## Task instructions
Locate every line in the records below that contains the word "muddy" and copy each of those lines. Case counts.

Records on where objects are located
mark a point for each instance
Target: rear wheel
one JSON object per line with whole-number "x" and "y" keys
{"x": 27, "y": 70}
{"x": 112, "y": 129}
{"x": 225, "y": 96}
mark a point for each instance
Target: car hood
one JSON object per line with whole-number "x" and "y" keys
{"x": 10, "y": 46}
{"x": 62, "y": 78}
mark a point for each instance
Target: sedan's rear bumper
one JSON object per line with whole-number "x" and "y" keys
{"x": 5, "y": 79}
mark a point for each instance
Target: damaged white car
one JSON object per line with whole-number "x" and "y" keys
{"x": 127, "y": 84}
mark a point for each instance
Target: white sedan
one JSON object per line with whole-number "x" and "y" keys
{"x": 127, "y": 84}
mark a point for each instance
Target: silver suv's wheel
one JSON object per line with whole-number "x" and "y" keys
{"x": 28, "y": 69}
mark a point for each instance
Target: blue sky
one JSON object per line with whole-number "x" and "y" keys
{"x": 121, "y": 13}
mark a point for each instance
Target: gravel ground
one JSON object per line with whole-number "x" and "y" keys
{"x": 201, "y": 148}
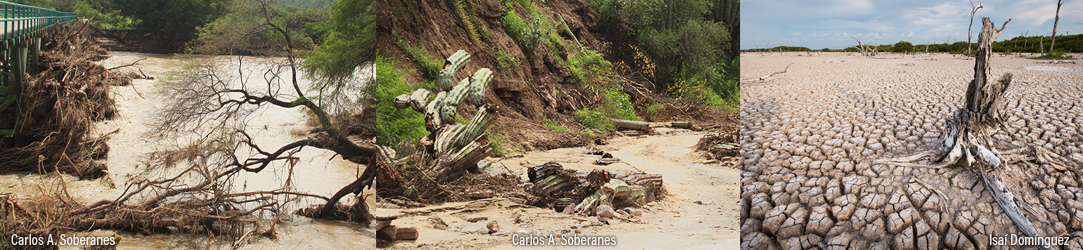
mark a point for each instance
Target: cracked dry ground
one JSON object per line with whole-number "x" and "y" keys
{"x": 809, "y": 137}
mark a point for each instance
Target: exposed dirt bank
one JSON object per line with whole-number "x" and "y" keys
{"x": 700, "y": 210}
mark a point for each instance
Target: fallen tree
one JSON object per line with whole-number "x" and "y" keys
{"x": 967, "y": 141}
{"x": 451, "y": 150}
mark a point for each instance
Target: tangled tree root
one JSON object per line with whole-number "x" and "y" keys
{"x": 967, "y": 137}
{"x": 57, "y": 108}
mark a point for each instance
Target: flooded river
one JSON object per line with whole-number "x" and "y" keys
{"x": 701, "y": 211}
{"x": 317, "y": 171}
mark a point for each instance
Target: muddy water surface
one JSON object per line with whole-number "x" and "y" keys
{"x": 317, "y": 172}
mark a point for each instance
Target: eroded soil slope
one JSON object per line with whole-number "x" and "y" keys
{"x": 809, "y": 137}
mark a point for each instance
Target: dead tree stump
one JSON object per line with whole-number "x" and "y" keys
{"x": 967, "y": 137}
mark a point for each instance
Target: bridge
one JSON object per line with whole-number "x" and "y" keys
{"x": 23, "y": 28}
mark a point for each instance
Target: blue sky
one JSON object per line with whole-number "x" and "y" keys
{"x": 831, "y": 23}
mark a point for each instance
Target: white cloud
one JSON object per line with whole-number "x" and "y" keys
{"x": 831, "y": 23}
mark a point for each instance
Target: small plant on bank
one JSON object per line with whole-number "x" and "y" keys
{"x": 652, "y": 112}
{"x": 496, "y": 140}
{"x": 430, "y": 66}
{"x": 506, "y": 61}
{"x": 557, "y": 127}
{"x": 594, "y": 119}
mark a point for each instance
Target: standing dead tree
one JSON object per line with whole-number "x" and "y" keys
{"x": 1055, "y": 21}
{"x": 968, "y": 28}
{"x": 865, "y": 49}
{"x": 967, "y": 134}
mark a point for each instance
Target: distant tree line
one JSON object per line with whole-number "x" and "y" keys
{"x": 1071, "y": 43}
{"x": 172, "y": 25}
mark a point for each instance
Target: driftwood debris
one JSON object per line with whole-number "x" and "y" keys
{"x": 630, "y": 125}
{"x": 967, "y": 133}
{"x": 682, "y": 125}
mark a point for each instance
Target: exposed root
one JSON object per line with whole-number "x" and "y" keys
{"x": 57, "y": 108}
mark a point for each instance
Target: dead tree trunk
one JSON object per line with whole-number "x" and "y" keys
{"x": 967, "y": 132}
{"x": 1055, "y": 21}
{"x": 968, "y": 33}
{"x": 630, "y": 125}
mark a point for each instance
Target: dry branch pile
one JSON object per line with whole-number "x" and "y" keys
{"x": 59, "y": 106}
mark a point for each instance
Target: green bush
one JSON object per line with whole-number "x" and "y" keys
{"x": 393, "y": 125}
{"x": 653, "y": 110}
{"x": 594, "y": 119}
{"x": 506, "y": 61}
{"x": 430, "y": 66}
{"x": 586, "y": 61}
{"x": 557, "y": 127}
{"x": 618, "y": 105}
{"x": 496, "y": 140}
{"x": 518, "y": 29}
{"x": 526, "y": 33}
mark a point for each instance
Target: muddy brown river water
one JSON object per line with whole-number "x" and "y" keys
{"x": 317, "y": 172}
{"x": 701, "y": 211}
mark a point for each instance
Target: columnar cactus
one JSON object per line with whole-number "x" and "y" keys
{"x": 459, "y": 146}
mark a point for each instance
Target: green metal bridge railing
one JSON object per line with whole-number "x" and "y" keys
{"x": 23, "y": 27}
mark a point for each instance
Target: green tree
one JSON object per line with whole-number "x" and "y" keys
{"x": 692, "y": 49}
{"x": 247, "y": 30}
{"x": 171, "y": 24}
{"x": 350, "y": 43}
{"x": 903, "y": 47}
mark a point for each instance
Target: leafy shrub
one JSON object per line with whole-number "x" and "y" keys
{"x": 652, "y": 110}
{"x": 393, "y": 125}
{"x": 557, "y": 127}
{"x": 618, "y": 105}
{"x": 518, "y": 29}
{"x": 430, "y": 66}
{"x": 506, "y": 61}
{"x": 496, "y": 140}
{"x": 594, "y": 119}
{"x": 586, "y": 61}
{"x": 465, "y": 11}
{"x": 526, "y": 33}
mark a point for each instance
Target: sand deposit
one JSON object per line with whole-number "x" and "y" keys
{"x": 809, "y": 137}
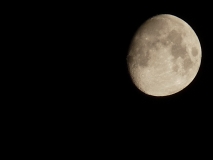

## Correct output
Target: muddy water surface
Target: muddy brown river water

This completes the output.